> _Selected text_:
Published for the first time in flipback - the new, portable, stylish format that's taken Europe by storm. 'We have all been more or less to blame...every one of us, excepting Fanny' When Henry and Maria Crawford come to Mansfield Park, they bring a taste of glamorous London society to the peaceful world of the Bertram family. Everyone is enamoured of them; everyone except Fanny Price. A poor relation, Fanny has grown up an outsider among her rich family, finding an ally only in her cousin Edmund. But as Edmund starts to fall for Maria, Fanny finds herself caught in the tangle of sexual jealousies the Crawfords leave in their wake.
Though Jane Austen was writing at a time when Gothic potboilers such as Ann Ward Radcliffe's The Mysteries of Udolpho
and Horace Walpole's The Castle of Otranto
were all the rage, she never got carried away by romance in her own novels. In Austen's ordered world, the passions that ruled Gothic fiction would be horridly out of place; marriage was, first and foremost, a contract, the bedrock of polite society. Certain rules applied to who was eligible and who was not, how one courted and married and what one expected afterwards. To flout these rules was to tear at the basic fabric of society, and the consequences could be terrible. Each of the six novels she completed in her lifetime are, in effect, comic cautionary tales that end happily for those characters who play by the rules and badly for those who don't. In Mansfield Park
, for example, Austen gives us Fanny Price, a poor young woman who has grown up in her wealthy relatives' household without ever being accepted as an equal. The only one who has truly been kind to Fanny is Edmund Bertram, the younger of the family's two sons.

> _Request 1_: Arrange the entries as a Markdown table with the columns Number and Entry line, covering every line from the start of the entries through the line holding "M 120 84 L 119", inclusive, with blank lines left out.
The entries that follow have no connection to the text above.

> _Records shown_:
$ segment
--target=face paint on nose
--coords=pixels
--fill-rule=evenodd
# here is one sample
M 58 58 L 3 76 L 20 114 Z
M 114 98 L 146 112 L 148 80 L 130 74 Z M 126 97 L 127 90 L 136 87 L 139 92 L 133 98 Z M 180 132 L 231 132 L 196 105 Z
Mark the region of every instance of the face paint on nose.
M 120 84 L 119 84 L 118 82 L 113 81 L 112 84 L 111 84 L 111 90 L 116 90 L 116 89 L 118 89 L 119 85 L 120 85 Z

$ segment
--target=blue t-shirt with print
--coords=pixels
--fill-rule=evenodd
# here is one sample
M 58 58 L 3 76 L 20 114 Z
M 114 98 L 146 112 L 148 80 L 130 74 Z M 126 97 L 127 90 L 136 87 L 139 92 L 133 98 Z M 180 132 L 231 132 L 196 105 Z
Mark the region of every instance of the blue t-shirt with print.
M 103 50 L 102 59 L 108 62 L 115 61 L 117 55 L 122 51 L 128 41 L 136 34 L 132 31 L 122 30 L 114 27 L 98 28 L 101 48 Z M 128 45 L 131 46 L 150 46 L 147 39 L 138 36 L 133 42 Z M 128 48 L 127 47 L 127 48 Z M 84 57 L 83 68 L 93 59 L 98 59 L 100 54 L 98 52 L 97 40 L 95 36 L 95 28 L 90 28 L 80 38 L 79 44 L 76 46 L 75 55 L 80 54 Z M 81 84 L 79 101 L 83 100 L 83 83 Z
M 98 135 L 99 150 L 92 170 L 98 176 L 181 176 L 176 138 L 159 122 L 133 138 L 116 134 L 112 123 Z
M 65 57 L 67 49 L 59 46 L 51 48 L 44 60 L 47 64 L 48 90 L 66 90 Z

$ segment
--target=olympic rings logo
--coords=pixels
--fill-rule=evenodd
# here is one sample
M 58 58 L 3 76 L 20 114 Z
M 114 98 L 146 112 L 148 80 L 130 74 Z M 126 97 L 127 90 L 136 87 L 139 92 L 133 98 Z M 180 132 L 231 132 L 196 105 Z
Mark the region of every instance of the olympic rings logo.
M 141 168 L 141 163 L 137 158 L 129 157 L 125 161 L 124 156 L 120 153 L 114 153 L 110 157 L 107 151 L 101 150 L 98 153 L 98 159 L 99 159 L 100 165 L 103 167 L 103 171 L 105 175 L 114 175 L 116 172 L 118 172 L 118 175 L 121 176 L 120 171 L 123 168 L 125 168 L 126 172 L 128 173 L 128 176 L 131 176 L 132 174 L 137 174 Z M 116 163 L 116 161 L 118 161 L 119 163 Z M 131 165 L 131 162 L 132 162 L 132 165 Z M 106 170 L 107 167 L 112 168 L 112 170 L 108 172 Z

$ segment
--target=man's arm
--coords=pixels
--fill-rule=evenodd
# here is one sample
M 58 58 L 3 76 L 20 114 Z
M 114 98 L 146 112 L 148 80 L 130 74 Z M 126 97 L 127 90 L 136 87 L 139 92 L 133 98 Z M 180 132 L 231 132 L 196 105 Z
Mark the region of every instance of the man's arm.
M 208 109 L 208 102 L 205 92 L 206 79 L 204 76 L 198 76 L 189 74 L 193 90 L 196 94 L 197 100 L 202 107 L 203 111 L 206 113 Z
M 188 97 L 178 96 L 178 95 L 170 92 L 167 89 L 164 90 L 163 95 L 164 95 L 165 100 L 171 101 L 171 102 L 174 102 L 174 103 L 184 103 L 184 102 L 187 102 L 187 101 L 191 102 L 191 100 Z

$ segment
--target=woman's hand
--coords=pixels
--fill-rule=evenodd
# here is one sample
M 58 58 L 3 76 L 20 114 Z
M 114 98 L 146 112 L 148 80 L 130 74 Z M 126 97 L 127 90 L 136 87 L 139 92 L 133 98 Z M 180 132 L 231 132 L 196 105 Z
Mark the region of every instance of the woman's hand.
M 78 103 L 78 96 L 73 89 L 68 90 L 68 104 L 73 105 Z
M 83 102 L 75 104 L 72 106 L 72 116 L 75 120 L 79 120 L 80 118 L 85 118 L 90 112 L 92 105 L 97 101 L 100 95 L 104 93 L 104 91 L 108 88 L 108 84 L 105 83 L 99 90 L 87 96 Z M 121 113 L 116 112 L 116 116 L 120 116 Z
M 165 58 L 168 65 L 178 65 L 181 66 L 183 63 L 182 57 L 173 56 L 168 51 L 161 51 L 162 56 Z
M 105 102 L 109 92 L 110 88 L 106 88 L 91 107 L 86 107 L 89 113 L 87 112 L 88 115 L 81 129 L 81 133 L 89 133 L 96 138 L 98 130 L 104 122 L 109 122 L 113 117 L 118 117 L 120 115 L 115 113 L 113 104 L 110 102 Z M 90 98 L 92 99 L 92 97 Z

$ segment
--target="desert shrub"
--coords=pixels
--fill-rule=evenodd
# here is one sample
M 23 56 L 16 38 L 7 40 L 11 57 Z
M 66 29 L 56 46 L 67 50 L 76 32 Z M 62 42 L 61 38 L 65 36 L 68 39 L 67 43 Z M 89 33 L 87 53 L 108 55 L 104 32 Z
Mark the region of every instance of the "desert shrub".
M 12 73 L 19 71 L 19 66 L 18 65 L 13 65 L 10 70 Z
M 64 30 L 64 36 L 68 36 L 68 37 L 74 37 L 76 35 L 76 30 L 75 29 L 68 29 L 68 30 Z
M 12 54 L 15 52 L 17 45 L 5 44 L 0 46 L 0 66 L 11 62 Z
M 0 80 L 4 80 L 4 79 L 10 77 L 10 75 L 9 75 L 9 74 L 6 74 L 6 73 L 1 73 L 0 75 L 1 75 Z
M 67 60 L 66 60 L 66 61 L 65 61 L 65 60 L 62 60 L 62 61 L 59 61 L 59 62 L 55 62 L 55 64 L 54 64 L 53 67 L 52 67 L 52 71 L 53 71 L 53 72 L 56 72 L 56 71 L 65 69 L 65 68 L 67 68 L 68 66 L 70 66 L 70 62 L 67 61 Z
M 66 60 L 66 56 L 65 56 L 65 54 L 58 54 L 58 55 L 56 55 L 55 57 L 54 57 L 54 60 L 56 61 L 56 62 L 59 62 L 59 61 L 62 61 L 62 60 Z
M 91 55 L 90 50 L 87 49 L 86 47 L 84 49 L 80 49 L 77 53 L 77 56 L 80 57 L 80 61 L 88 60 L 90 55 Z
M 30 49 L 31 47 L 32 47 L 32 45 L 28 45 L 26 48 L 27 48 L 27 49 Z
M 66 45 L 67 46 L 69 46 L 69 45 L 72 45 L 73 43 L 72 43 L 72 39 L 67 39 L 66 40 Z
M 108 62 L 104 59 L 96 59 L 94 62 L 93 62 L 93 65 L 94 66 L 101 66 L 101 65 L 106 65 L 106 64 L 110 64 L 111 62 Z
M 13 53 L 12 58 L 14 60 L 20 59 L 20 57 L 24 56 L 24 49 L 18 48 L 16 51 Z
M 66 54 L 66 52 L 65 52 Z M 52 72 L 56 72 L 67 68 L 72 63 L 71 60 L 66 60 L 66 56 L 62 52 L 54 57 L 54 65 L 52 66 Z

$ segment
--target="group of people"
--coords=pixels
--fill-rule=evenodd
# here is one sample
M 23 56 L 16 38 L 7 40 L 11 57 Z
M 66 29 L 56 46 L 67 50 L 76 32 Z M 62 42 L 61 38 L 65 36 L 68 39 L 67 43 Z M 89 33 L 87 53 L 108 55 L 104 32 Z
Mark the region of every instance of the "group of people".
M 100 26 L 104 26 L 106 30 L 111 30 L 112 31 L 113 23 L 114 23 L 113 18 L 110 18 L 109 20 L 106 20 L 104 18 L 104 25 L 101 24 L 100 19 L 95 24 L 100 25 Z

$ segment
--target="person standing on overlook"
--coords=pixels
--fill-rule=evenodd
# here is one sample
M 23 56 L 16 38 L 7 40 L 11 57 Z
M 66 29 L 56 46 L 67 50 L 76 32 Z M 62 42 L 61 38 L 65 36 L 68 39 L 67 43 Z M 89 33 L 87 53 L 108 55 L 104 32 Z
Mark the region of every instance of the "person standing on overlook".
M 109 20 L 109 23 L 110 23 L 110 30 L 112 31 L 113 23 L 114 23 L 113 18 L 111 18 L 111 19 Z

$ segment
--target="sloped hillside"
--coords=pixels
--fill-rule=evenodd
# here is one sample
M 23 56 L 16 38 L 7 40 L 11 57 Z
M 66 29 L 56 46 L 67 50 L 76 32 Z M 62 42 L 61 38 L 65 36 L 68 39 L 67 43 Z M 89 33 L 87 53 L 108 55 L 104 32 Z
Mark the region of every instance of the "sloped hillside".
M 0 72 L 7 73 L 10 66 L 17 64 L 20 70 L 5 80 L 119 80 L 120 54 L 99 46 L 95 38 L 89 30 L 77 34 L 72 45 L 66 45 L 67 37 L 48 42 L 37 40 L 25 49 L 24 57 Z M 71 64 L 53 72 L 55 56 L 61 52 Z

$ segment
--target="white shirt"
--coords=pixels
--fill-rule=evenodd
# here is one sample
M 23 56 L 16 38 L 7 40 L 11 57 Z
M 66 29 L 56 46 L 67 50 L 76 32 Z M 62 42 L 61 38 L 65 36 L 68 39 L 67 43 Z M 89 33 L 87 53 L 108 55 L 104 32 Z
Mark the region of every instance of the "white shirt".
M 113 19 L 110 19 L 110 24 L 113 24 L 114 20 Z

> _Request 2_:
Answer these questions from the Mansfield Park text:
(a) Which cousin is the only ally Fanny finds among her rich family?
(b) Which novel by Ann Ward Radcliffe is named?
(c) How many novels did Austen complete in her lifetime?

> _Worked solution 1_:
| Number | Entry line |
|---|---|
| 1 | $ segment |
| 2 | --target=face paint on nose |
| 3 | --coords=pixels |
| 4 | --fill-rule=evenodd |
| 5 | # here is one sample |
| 6 | M 58 58 L 3 76 L 20 114 Z |
| 7 | M 114 98 L 146 112 L 148 80 L 130 74 Z M 126 97 L 127 90 L 136 87 L 139 92 L 133 98 Z M 180 132 L 231 132 L 196 105 Z |
| 8 | Mark the region of every instance of the face paint on nose. |
| 9 | M 120 84 L 119 84 L 118 82 L 113 81 L 112 84 L 111 84 L 111 90 L 116 90 L 116 89 L 118 89 L 119 85 L 120 85 Z |

> _Worked solution 2_:
(a) Edmund.
(b) The Mysteries of Udolpho.
(c) Six.